§ Document extract
□ □ □ □
US education in crisis mode. 28th December 2021, (Image Composite, PressTV)

The US education sector was already in crisis mode long before the pandemic, on top of the traditional issues, such as high college debt, it's also facing new ones such as pandemic shutdowns and growing controversies over curriculum, masks and vaccines.

Therefore, it should come as no surprise that in the 2020-2021 academic year international student enrollment at US universities fell by an incredible 15%.

Now the status of education in general is reportedly deteriorating making certain activists and politicians wonder what needs to be done. But despite all efforts by certain progressive lawmakers, high student loans just keep adding to the burden of those seeking knowledge in American universities.

Dr. Jameson Brewer is Assistant Professor of Social Foundations of Education at the University of North Georgia with expertise in education policy, surrounding issues of public schools, the privatization of schools and issues of equity and justice.

What is your take on the expenses of education in a ‘developed’ country such as America?

In thinking about what it takes, in terms of financial cost to educate, it is something that I think every country should consider.

In fact, consider the ability to increase because whatever it is that we spend in education is a direct investment, not just into our current children and our societies and countries, but it's a direct investment in the future.

I do think that there are some ways that the United States can think through how to more adequately and equitably fund education across different districts that tend to still remain segregated based on race and class lines.

Dr Jameson Brewer, Assistant Professor, Social Foundations of Education, University of North Georgia

The US education system used to be held in high esteem. But today there is ample evidence to suggest that American schools perform worse than schools in many other countries.

The US comes near the bottom of the industrialized nations ranking on international tests of academic achievement in the sciences and mathematics, such as the SAT.

Personally, I think that there could be conversations about reducing some of the administrative bloat that has grown over the past couple of decades.

But then again, the money that we spend here in the United States on education should be understood as a direct investment. Not just in our current children, but who those children will become in future society as adults.

Dr Jameson Brewer, Assistant Professor, Social Foundations of Education, University of North Georgia

Meanwhile, the country consumes more resources than any other school system in the developed world.

An increasing number of American schools have declined in quality or have been bested by school systems in other countries.

With politicians mostly remaining ignorant of the issue, American schools are less efficient than those of many other countries.

Education low priority for US establishment

Garland Nixon is a radio talk show host and political analyst, an outspoken civil libertarian and First Amendment advocate, currently serving on the National Board of Directors for the American Civil Liberties Union, ACLU.

As you know, education in the US remains quite expensive, unlike many other countries, what do you consider to be contributing factors to such a state of affairs?

I think the principal reason is because the federal government does not prioritize education.

If you look at our budget as an example, In 2020, the military budget was about $730 billion. The education budget was about 11% of that is $74 billion.
□ □ □ □
§ Supplied information
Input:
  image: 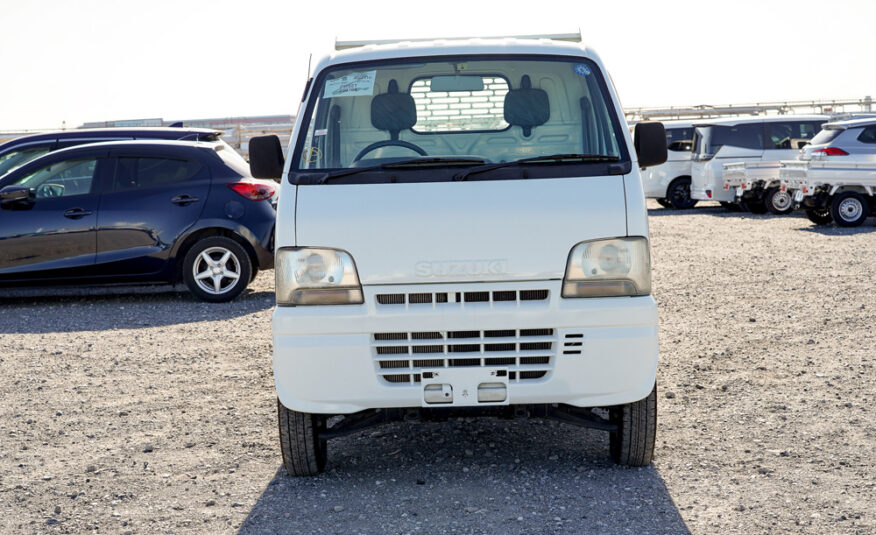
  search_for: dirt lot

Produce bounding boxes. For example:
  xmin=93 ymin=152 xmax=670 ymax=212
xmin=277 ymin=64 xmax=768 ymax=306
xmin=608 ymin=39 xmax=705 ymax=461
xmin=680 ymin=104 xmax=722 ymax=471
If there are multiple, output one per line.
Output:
xmin=0 ymin=204 xmax=876 ymax=534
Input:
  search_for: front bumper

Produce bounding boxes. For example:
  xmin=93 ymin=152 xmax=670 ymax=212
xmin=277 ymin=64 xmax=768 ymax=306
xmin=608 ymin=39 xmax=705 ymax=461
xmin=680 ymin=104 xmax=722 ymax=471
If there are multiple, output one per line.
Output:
xmin=273 ymin=281 xmax=658 ymax=414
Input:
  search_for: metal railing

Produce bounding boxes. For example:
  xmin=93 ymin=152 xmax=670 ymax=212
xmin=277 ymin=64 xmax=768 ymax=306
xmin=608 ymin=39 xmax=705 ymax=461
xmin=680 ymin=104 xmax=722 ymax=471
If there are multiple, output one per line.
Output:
xmin=624 ymin=96 xmax=874 ymax=121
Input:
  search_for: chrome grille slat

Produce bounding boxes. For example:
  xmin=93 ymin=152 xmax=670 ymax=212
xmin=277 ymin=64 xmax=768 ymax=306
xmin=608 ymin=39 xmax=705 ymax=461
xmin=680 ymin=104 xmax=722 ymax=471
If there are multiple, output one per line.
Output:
xmin=371 ymin=329 xmax=558 ymax=385
xmin=375 ymin=288 xmax=550 ymax=307
xmin=372 ymin=336 xmax=557 ymax=347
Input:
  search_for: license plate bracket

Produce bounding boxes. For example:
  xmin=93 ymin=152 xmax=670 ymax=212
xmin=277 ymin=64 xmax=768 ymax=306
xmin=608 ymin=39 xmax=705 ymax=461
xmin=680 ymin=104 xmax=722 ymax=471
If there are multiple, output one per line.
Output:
xmin=421 ymin=367 xmax=510 ymax=407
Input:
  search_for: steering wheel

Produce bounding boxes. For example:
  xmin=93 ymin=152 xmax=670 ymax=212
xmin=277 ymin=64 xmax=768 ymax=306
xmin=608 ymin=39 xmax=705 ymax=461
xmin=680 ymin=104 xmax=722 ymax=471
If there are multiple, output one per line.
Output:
xmin=36 ymin=184 xmax=64 ymax=199
xmin=353 ymin=139 xmax=428 ymax=163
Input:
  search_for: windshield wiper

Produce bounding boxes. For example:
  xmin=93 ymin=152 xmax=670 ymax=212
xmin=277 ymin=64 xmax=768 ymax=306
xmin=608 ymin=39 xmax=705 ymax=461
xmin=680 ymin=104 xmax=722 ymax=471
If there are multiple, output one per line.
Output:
xmin=317 ymin=156 xmax=484 ymax=184
xmin=453 ymin=154 xmax=620 ymax=181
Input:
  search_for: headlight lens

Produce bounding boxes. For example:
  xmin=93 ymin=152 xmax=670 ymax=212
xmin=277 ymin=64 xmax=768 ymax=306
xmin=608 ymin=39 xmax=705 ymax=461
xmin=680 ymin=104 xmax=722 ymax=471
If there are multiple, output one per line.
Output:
xmin=563 ymin=237 xmax=651 ymax=297
xmin=274 ymin=247 xmax=364 ymax=305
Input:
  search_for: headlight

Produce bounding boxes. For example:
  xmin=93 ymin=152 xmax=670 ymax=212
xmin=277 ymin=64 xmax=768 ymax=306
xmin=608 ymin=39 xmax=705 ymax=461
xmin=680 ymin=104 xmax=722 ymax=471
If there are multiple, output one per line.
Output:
xmin=563 ymin=237 xmax=651 ymax=297
xmin=274 ymin=247 xmax=364 ymax=305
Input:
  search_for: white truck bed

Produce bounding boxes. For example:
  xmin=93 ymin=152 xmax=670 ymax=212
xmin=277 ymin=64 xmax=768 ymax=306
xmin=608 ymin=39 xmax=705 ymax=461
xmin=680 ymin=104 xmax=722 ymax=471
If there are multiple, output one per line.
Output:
xmin=787 ymin=160 xmax=876 ymax=202
xmin=723 ymin=160 xmax=798 ymax=201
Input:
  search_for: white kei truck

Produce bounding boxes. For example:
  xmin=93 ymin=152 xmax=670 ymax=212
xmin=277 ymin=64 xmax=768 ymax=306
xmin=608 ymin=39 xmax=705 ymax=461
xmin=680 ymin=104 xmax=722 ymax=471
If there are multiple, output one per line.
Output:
xmin=723 ymin=160 xmax=795 ymax=215
xmin=243 ymin=35 xmax=666 ymax=476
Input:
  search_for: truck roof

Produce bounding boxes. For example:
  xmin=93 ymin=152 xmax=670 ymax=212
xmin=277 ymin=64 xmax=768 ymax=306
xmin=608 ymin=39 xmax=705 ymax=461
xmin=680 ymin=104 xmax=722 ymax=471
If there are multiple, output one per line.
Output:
xmin=316 ymin=37 xmax=598 ymax=71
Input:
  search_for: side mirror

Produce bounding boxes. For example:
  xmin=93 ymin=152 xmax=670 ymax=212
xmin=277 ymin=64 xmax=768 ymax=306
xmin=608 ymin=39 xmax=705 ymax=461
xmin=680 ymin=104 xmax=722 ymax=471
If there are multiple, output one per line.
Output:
xmin=666 ymin=140 xmax=693 ymax=152
xmin=249 ymin=136 xmax=285 ymax=182
xmin=0 ymin=186 xmax=35 ymax=208
xmin=634 ymin=121 xmax=667 ymax=167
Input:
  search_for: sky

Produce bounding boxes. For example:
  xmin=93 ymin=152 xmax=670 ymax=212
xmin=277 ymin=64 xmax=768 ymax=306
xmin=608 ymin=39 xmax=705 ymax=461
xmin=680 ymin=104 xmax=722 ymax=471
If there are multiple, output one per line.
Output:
xmin=0 ymin=0 xmax=876 ymax=131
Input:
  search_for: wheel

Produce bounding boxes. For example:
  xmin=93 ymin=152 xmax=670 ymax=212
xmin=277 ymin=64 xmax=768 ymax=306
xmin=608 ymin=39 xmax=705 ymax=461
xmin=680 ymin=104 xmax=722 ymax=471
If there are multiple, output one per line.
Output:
xmin=277 ymin=399 xmax=328 ymax=476
xmin=763 ymin=188 xmax=794 ymax=215
xmin=666 ymin=178 xmax=697 ymax=210
xmin=830 ymin=191 xmax=870 ymax=227
xmin=806 ymin=208 xmax=833 ymax=225
xmin=183 ymin=236 xmax=252 ymax=303
xmin=608 ymin=383 xmax=657 ymax=466
xmin=739 ymin=199 xmax=767 ymax=214
xmin=353 ymin=139 xmax=428 ymax=163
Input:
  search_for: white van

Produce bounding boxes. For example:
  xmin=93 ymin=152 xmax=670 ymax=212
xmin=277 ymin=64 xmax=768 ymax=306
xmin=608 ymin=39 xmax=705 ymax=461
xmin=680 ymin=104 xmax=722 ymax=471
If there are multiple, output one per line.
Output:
xmin=691 ymin=115 xmax=828 ymax=212
xmin=642 ymin=121 xmax=697 ymax=210
xmin=250 ymin=34 xmax=666 ymax=475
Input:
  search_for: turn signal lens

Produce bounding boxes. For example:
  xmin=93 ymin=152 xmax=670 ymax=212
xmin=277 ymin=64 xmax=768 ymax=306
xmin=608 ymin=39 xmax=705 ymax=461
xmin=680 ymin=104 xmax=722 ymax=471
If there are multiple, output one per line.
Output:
xmin=227 ymin=182 xmax=274 ymax=201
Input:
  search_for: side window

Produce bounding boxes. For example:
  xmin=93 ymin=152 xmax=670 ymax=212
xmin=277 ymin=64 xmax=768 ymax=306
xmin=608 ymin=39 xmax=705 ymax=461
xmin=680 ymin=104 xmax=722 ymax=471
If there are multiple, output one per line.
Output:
xmin=14 ymin=158 xmax=98 ymax=199
xmin=113 ymin=157 xmax=203 ymax=191
xmin=0 ymin=146 xmax=50 ymax=176
xmin=764 ymin=121 xmax=823 ymax=149
xmin=712 ymin=123 xmax=763 ymax=149
xmin=858 ymin=124 xmax=876 ymax=143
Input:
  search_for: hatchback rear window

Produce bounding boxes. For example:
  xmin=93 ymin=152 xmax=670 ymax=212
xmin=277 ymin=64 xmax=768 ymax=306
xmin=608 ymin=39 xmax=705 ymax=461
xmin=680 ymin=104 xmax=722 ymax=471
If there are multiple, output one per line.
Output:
xmin=764 ymin=121 xmax=823 ymax=149
xmin=114 ymin=158 xmax=203 ymax=191
xmin=858 ymin=124 xmax=876 ymax=143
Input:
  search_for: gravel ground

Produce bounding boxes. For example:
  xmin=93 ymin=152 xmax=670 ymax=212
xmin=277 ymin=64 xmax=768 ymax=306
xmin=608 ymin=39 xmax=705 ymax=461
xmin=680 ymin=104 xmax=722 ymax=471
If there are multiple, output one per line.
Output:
xmin=0 ymin=203 xmax=876 ymax=534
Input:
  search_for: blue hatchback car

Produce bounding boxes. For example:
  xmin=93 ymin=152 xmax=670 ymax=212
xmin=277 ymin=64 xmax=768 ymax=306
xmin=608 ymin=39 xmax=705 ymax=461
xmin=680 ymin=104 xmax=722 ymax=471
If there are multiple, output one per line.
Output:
xmin=0 ymin=140 xmax=276 ymax=302
xmin=0 ymin=127 xmax=222 ymax=177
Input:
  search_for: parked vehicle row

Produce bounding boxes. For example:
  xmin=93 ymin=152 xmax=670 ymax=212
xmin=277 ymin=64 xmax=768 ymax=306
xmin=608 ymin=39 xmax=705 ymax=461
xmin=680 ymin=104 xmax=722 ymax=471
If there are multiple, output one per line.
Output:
xmin=691 ymin=115 xmax=828 ymax=208
xmin=0 ymin=128 xmax=276 ymax=302
xmin=787 ymin=118 xmax=876 ymax=227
□ □ □ □
§ Your tasks
[1] According to the article on US education, by what percentage did international student enrollment at US universities fall in the 2020-2021 academic year?
[2] Copy out the stretch of the article on US education from "An increasing number" through "state of affairs?".

§ Answers per task
[1] It fell by 15%.

[2]
An increasing number of American schools have declined in quality or have been bested by school systems in other countries.

With politicians mostly remaining ignorant of the issue, American schools are less efficient than those of many other countries.

Education low priority for US establishment

Garland Nixon is a radio talk show host and political analyst, an outspoken civil libertarian and First Amendment advocate, currently serving on the National Board of Directors for the American Civil Liberties Union, ACLU.

As you know, education in the US remains quite expensive, unlike many other countries, what do you consider to be contributing factors to such a state of affairs?